Je n’ai pas inventé un seul mot, tout est de lui. Je vais finir par croire que Botul écrit les tweets de Taubira.

Et après ? Après le massacre. Après le carnaval des crocodiles en pleurs. Après l’opération Je suis Charlie. Que se passe-t-il après ? Après, tout revient à la normale, tout demeure ignoble.

Que se passe-t-il après ? Charlie Valls veut faire pleurer Margot dans sa chaumière sur le sort de Mouloud dans son trois-pièces et parle ce matin même, je cite, « d’un apartheid territorial, social, ethnique en France ». Le même Charlie Valls qui voulait « plus de whites, plus de blancos » à Évry devant les caméras de la télévision. Si notre premier ministre semble éternellement attaché à quelque chose, ce n’est certainement pas à la constance du discours. Quand même !

Données fournies →
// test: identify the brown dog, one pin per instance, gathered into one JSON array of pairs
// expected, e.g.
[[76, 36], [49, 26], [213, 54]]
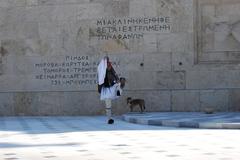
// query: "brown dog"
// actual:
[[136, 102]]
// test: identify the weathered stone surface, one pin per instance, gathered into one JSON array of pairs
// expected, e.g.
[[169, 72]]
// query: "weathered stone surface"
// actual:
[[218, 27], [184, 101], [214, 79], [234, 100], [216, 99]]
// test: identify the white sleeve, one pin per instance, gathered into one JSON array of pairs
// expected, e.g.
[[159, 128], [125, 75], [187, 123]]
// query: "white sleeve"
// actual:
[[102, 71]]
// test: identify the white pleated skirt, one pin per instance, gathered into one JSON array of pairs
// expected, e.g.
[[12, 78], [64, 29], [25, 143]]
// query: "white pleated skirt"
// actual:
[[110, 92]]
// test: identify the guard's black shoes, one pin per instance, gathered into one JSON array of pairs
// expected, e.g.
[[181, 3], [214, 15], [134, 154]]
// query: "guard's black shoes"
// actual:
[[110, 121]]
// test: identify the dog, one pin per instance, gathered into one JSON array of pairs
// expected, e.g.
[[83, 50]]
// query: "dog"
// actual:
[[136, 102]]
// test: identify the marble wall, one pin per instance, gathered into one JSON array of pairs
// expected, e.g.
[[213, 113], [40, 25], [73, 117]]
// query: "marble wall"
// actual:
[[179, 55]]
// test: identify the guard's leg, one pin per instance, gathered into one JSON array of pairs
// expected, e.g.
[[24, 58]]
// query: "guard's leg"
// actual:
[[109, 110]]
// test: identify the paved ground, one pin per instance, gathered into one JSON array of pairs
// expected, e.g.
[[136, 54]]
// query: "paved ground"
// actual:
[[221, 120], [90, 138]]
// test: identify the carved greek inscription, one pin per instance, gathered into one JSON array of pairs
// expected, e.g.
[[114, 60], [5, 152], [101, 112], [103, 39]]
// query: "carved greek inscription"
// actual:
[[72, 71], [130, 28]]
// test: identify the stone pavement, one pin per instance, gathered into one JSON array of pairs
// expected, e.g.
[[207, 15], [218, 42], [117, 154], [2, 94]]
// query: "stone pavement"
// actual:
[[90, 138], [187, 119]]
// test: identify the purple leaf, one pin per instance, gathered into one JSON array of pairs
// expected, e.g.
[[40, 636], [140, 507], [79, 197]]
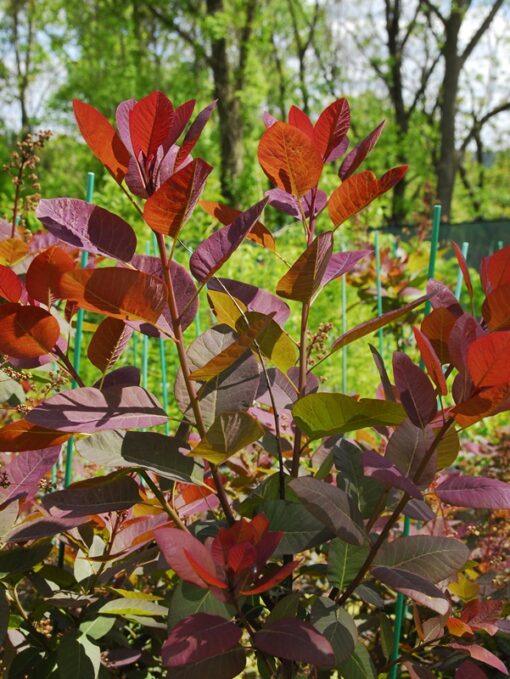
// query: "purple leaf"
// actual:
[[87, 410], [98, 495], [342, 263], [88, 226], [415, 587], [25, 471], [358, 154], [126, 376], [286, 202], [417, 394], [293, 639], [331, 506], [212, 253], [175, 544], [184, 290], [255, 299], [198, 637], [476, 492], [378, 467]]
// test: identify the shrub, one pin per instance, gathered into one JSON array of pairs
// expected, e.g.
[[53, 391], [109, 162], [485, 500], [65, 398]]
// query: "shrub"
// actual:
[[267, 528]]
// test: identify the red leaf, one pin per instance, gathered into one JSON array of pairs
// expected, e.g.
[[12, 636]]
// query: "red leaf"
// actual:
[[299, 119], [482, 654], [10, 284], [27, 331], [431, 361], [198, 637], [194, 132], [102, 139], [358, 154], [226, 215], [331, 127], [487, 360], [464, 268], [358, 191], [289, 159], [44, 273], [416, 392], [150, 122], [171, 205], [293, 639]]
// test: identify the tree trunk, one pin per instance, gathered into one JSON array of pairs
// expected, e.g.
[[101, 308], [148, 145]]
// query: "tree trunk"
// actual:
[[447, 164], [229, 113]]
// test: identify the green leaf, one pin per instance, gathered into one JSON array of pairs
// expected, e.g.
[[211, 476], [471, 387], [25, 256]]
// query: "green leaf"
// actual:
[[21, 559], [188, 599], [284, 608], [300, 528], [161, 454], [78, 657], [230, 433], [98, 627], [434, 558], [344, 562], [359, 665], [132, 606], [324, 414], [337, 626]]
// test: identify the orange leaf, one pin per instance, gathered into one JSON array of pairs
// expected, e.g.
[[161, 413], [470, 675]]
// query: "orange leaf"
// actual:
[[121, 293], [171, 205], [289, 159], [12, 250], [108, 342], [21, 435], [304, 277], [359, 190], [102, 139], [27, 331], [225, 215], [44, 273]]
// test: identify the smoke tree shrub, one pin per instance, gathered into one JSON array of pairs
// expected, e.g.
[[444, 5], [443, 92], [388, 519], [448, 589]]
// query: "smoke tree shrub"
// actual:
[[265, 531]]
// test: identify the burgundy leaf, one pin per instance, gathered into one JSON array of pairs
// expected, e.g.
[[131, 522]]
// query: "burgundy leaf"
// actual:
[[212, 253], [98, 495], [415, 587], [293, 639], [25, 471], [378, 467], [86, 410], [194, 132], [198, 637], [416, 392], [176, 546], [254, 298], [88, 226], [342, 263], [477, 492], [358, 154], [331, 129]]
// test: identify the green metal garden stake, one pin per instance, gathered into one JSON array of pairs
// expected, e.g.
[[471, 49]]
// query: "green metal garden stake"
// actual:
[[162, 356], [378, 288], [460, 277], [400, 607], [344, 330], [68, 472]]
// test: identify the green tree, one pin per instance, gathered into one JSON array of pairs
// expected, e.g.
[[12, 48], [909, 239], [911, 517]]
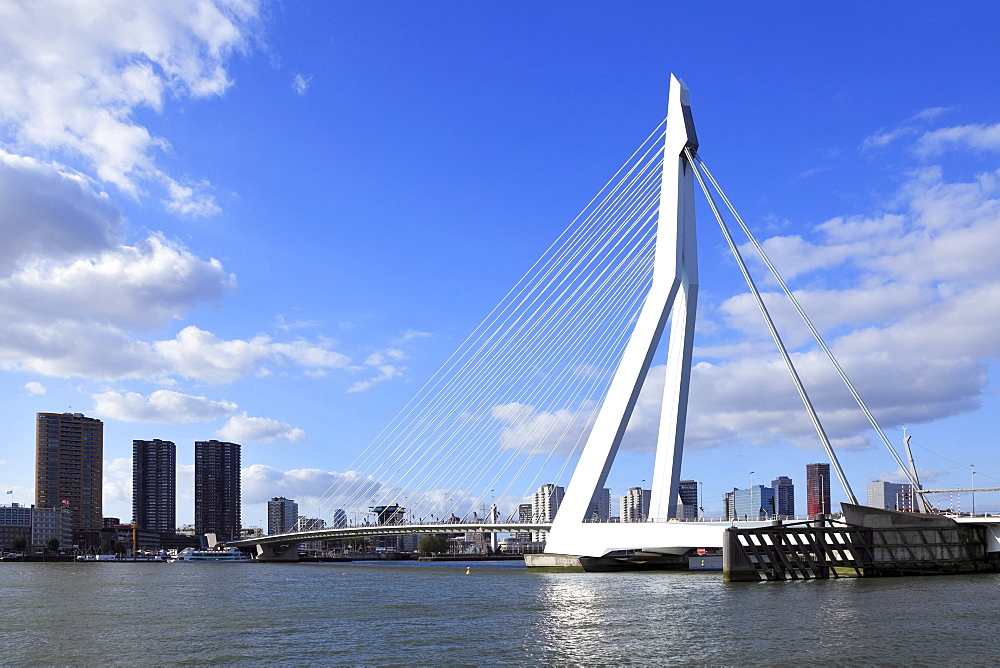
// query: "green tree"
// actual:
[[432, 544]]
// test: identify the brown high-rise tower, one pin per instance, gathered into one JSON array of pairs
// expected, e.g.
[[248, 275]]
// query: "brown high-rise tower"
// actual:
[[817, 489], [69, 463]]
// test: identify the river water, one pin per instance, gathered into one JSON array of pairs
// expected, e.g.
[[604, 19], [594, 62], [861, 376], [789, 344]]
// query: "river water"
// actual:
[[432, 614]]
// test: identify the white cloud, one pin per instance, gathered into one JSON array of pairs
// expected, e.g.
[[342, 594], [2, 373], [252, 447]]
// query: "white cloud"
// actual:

Consignes →
**1)** Traduisez en anglais cette phrase de l'extrait : « Après, tout revient à la normale, tout demeure ignoble. »
**2)** Prolongez le texte sur l'après « Je suis Charlie » à partir de sa dernière phrase.

Corrigé →
**1)** Afterward, everything goes back to normal, everything remains vile.

**2)**
Que se passe-t-il après ? Charline Le Pen se désolidarise d’Aymeric Chauprade, tandis que Charlie Chenu et Charlie Mitterrand échangent œillades enamourées et grivoiseries même pas sous-entendues à la télévision.

Que se passe-t-il après ? Le pape Charlie François toise ses fidèles qui voudraient repeupler l’Occident : « Vous n’êtes pas des lapins », dit-il. Ce qu’il ne dit pas, c’est que bientôt ils ne seront plus ni lapins ni même cathos, juste remplacés par les flots démographiques de ces peuples qui se moquent bien du malthusianisme papal.

Que se passe-t-il après ? Le président Charlie joue du menton et prévient, je cite : « Chaque citoyen doit être pleinement dans la République et nul ne doit être tenté de s’en détourner. » La République, toujours ; la France, jamais. Charlie partout ; Clovis nulle part.

Charlie Hebdo est érigé définitivement en incarnation de la liberté d’expression… Ce journal qui demanda officiellement l’interdiction du Front national… Liberté d’expression. Ce journal qui licencia Siné pour des propos un peu taquins à l’égard du fils Sarkozy… Liberté d’expression.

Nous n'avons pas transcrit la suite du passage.